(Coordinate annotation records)
———
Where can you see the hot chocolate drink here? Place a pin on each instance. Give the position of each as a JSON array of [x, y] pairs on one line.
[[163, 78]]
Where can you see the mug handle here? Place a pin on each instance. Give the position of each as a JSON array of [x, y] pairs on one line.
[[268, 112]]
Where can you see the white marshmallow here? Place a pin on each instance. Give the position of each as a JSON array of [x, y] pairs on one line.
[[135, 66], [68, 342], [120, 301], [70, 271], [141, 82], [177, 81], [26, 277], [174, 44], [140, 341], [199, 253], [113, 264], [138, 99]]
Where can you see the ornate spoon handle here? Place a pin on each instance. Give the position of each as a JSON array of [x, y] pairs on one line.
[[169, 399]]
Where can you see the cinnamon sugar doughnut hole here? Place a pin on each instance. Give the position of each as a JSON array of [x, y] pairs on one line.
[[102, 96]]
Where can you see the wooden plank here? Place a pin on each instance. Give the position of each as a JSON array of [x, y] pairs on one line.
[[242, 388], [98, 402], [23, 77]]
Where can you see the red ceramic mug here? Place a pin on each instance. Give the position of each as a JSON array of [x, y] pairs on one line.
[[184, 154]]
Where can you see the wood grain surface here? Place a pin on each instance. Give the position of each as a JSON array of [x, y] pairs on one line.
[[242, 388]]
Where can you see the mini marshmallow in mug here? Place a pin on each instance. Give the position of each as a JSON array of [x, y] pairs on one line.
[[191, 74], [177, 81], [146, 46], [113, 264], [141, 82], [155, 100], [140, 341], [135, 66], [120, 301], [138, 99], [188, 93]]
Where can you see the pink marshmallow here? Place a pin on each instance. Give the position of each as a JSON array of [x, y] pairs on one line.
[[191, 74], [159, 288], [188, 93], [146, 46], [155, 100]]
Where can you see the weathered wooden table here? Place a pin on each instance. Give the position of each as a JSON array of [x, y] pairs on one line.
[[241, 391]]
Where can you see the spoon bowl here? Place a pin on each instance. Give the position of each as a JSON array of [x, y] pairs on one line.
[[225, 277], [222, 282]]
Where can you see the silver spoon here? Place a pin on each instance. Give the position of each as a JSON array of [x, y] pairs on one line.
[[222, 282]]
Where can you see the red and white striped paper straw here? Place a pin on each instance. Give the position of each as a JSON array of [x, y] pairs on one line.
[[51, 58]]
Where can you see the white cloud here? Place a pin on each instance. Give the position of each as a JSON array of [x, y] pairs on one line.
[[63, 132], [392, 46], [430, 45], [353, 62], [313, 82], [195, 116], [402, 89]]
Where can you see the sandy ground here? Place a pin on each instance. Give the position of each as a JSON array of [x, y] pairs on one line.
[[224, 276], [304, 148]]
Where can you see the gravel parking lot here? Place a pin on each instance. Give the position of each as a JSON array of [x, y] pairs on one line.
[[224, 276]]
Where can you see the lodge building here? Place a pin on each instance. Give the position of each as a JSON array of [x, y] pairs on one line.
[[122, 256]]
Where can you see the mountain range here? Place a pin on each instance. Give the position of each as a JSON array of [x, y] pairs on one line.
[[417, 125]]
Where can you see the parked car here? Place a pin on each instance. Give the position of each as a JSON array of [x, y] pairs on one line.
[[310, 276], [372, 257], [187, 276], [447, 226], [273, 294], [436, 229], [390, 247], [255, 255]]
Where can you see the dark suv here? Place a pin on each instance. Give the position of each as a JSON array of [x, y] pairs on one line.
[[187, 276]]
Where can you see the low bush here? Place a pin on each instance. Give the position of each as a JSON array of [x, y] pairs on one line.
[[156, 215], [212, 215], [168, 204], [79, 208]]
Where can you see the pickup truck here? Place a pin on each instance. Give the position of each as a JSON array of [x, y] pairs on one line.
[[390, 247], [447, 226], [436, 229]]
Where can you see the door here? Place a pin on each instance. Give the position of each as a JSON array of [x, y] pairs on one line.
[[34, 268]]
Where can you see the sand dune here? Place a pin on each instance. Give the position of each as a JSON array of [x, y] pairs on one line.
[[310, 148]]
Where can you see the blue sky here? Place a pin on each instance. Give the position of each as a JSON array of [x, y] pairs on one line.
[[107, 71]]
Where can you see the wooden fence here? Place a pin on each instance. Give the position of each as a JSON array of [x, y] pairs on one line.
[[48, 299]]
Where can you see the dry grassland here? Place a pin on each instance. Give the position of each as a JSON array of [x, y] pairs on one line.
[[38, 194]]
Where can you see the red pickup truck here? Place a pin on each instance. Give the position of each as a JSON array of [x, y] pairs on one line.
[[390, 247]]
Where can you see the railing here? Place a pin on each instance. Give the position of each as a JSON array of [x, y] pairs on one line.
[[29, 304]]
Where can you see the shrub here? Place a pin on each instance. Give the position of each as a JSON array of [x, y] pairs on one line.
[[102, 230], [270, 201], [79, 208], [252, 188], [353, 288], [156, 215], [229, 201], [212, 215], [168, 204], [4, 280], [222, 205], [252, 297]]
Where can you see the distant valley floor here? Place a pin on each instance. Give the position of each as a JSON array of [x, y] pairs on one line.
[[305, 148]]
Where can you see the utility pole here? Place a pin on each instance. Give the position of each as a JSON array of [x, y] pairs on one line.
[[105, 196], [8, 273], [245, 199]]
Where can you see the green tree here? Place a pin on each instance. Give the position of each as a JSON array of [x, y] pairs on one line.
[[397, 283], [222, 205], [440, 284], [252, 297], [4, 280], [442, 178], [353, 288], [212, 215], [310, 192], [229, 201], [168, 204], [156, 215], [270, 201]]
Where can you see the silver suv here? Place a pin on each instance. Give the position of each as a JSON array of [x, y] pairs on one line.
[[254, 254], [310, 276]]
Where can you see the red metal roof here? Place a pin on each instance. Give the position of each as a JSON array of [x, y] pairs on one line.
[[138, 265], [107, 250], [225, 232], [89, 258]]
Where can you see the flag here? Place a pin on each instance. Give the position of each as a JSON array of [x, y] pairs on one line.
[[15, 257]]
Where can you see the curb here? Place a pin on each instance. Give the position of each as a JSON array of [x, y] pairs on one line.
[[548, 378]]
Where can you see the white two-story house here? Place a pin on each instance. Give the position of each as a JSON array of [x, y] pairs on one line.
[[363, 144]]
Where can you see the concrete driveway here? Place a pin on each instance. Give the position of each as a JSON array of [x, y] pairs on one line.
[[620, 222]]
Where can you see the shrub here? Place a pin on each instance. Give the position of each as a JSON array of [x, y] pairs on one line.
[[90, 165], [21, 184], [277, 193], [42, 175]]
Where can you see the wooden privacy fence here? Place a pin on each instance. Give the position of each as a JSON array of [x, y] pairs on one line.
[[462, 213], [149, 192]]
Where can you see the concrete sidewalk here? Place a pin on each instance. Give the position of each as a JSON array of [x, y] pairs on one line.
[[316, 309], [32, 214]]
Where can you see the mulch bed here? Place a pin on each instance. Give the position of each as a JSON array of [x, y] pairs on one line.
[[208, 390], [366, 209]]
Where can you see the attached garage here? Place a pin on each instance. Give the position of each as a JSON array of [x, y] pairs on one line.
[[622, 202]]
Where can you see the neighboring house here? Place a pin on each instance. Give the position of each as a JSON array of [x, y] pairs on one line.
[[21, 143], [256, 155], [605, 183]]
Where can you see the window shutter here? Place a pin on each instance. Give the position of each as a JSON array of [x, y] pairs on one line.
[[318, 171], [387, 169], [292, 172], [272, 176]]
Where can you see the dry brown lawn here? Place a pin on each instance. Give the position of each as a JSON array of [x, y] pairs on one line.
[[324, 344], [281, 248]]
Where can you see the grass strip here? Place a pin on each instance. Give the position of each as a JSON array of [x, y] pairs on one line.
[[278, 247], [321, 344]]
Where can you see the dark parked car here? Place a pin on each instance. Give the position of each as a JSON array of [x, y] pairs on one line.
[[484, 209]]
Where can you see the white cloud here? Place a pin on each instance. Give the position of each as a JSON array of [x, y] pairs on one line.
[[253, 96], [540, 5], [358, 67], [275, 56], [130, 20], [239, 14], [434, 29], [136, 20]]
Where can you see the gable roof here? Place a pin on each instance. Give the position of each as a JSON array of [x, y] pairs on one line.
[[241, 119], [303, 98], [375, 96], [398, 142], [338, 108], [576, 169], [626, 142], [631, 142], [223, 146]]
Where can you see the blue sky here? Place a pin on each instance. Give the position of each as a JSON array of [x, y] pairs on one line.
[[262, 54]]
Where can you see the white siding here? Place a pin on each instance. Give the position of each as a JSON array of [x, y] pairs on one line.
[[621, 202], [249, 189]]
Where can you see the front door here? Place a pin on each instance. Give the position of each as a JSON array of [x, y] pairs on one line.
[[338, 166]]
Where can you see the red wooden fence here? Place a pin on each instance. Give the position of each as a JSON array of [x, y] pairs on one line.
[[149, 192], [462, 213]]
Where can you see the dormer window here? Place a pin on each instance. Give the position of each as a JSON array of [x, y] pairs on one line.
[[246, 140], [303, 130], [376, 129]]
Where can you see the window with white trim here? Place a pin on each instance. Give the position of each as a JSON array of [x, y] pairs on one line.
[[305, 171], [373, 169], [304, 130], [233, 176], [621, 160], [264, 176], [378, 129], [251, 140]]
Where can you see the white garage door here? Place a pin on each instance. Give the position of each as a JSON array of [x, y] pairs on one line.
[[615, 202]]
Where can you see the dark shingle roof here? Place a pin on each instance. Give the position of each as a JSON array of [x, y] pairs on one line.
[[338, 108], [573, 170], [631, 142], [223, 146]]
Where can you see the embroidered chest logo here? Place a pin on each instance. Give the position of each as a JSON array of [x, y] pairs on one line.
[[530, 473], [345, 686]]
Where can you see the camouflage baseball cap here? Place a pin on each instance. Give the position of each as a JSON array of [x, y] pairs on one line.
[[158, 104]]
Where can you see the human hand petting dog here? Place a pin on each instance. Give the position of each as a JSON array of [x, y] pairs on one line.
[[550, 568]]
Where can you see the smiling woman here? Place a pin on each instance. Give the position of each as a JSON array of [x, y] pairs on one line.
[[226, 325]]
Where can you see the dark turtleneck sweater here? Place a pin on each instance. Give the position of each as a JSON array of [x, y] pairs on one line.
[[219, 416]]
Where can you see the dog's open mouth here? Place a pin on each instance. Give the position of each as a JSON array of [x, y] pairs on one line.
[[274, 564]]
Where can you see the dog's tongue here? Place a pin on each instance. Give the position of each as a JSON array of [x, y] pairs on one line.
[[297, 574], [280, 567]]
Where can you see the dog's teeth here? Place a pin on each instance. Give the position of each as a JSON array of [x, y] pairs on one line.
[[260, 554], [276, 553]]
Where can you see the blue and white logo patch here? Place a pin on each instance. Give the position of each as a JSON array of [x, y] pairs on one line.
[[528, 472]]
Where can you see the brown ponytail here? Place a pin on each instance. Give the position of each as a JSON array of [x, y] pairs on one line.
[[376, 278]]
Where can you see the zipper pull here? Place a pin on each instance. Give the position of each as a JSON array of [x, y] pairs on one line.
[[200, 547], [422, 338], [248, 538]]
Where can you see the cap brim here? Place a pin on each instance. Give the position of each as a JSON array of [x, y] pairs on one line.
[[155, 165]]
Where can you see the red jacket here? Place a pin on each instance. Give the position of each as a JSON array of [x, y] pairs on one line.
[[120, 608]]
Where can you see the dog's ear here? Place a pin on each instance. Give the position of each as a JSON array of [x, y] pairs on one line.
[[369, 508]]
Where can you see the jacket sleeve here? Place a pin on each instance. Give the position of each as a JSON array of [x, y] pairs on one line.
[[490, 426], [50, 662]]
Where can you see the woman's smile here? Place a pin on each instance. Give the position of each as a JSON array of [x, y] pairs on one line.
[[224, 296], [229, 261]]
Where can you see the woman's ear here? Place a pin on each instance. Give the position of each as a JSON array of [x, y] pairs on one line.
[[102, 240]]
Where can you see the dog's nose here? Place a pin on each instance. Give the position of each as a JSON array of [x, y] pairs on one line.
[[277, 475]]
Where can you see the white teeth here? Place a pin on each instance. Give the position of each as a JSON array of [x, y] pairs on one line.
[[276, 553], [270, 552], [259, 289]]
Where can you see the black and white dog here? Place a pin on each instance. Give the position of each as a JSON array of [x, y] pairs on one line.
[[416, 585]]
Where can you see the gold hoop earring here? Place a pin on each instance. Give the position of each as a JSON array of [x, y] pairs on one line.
———
_THE REQUEST:_ Rewrite the lines from the one containing "Where can you see the dark shingle" through the one containing "[[530, 473], [345, 686]]", inclusive, changing "embroidered chest logo" to "embroidered sleeve logo" and leaving everything else as it is.

_EXERCISE SOLUTION:_
Where can you see the dark shingle roof here? Place a pin on each instance. Give the position of each as a JSON array of [x, y] pairs on one line.
[[338, 108], [573, 170], [631, 142], [223, 146]]
Where can you see the embroidered sleeve logo here? Place a pin on each instance. Give the position of each as a JSON array of [x, y] pairs on one line.
[[530, 473], [345, 686]]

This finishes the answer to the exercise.